--- What you need to do ---
Show the lines below that contain the string "sign".

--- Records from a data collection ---
________________________

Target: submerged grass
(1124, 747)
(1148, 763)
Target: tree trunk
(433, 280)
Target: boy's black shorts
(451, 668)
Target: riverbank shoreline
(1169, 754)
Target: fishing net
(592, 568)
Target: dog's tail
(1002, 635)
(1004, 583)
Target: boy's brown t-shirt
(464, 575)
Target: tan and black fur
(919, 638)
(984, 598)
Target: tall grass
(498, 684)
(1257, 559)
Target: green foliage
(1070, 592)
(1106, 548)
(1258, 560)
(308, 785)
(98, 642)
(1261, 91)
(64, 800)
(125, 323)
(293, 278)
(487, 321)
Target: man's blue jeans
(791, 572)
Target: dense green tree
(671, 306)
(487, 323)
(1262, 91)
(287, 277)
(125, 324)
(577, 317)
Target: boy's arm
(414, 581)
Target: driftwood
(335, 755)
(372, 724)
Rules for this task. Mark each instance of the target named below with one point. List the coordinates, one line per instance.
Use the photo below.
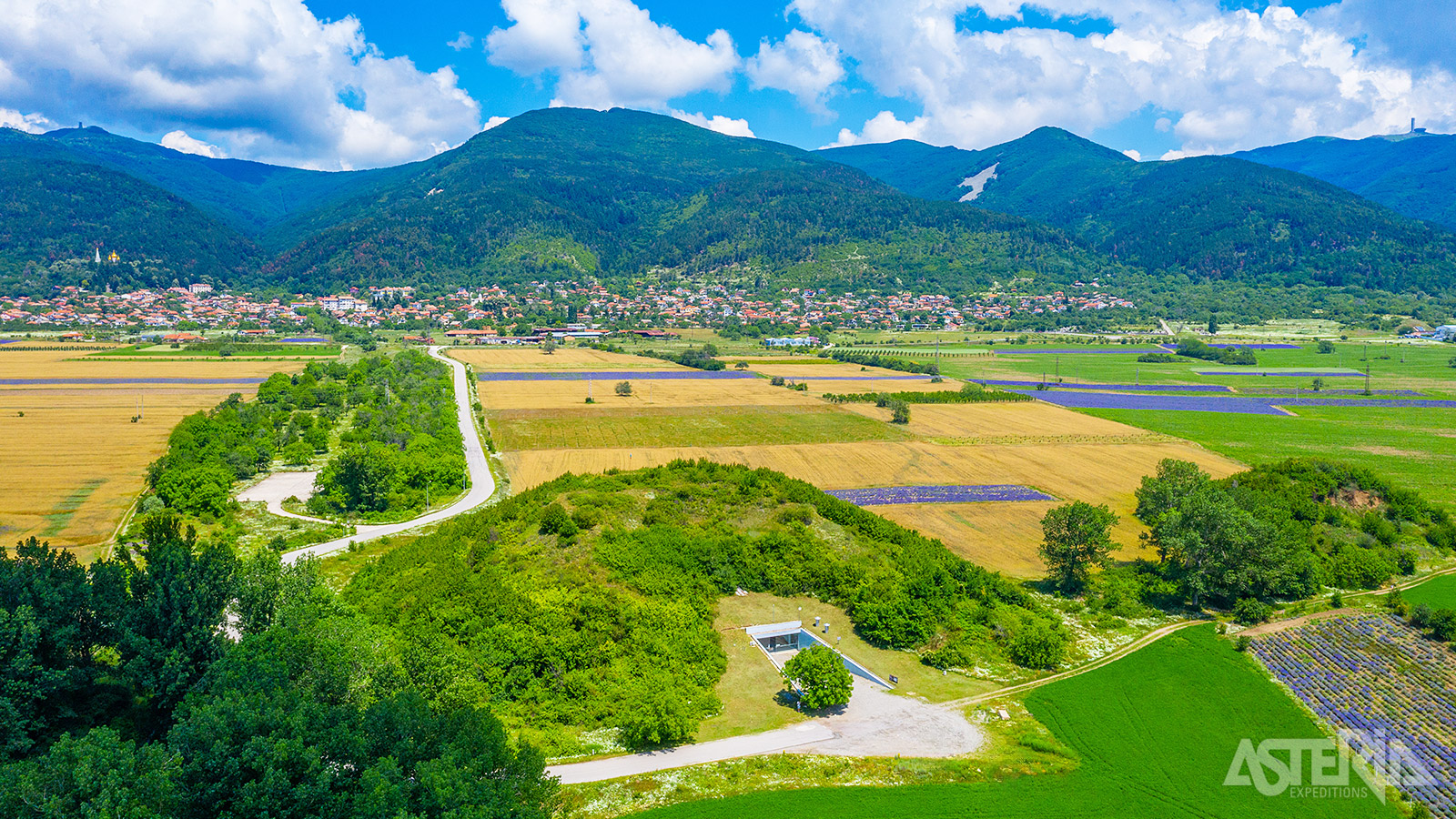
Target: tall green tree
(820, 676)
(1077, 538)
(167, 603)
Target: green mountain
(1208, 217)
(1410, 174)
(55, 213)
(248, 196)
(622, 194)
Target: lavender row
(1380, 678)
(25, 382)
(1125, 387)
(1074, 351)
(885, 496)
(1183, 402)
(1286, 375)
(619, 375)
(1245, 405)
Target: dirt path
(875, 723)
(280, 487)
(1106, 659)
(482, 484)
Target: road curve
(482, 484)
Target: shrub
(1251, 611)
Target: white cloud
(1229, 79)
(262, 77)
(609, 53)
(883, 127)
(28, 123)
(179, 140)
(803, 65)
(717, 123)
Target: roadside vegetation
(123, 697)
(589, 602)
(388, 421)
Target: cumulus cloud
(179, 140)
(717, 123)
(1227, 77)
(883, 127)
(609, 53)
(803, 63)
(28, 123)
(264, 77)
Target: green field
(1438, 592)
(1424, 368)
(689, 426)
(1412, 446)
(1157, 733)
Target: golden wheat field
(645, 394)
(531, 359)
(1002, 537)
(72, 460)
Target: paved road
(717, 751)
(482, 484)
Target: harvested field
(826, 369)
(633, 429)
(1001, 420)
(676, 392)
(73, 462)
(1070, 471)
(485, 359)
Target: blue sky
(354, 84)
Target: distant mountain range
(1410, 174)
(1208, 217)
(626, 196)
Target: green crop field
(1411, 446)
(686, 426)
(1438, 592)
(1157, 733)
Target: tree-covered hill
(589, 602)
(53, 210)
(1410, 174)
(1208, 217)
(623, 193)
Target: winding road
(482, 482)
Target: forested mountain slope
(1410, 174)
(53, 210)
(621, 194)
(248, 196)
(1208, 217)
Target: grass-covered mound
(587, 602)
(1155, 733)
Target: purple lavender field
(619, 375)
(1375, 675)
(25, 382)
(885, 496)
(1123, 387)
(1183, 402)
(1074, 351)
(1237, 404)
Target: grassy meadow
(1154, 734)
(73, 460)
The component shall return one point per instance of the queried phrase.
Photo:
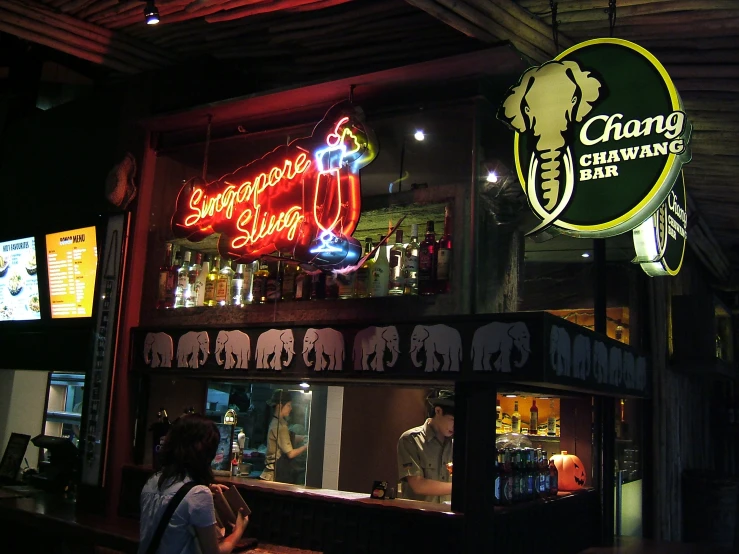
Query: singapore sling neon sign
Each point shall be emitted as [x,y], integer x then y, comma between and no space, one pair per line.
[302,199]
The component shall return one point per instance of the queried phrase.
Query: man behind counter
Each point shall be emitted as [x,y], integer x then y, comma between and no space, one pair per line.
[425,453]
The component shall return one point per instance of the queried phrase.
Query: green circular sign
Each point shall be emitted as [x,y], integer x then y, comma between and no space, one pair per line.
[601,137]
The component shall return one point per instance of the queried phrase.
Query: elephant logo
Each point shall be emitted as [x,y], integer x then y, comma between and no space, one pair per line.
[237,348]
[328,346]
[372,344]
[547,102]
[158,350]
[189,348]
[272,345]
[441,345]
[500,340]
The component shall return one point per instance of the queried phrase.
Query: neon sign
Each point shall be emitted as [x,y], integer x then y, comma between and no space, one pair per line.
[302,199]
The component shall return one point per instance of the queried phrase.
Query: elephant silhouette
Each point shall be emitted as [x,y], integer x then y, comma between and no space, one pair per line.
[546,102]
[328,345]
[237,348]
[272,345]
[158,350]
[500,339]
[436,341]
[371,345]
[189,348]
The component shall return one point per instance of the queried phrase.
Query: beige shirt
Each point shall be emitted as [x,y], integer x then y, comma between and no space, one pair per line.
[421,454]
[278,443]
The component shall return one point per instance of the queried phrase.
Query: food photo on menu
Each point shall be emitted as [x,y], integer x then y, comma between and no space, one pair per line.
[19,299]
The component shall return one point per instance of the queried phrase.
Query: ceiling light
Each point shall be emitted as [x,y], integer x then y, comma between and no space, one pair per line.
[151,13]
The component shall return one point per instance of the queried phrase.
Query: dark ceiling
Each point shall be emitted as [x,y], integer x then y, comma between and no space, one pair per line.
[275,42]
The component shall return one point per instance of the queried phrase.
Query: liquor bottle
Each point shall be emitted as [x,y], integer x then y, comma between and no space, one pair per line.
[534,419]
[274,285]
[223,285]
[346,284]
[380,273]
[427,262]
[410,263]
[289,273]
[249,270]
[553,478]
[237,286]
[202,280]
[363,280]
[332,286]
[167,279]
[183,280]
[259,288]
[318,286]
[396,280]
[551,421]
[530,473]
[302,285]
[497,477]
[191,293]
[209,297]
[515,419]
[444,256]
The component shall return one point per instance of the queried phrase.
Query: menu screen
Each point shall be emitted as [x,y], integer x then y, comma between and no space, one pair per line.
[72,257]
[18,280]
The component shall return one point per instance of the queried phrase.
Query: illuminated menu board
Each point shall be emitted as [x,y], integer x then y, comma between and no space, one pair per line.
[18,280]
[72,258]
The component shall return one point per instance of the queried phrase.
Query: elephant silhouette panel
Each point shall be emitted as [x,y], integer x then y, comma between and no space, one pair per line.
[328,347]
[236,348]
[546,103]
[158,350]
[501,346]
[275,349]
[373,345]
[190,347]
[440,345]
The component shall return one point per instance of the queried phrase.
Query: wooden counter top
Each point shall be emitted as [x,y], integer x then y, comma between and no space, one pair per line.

________________________

--- Exercise result ---
Query: singapore sling neon sign
Query: green circular sign
Query: neon sign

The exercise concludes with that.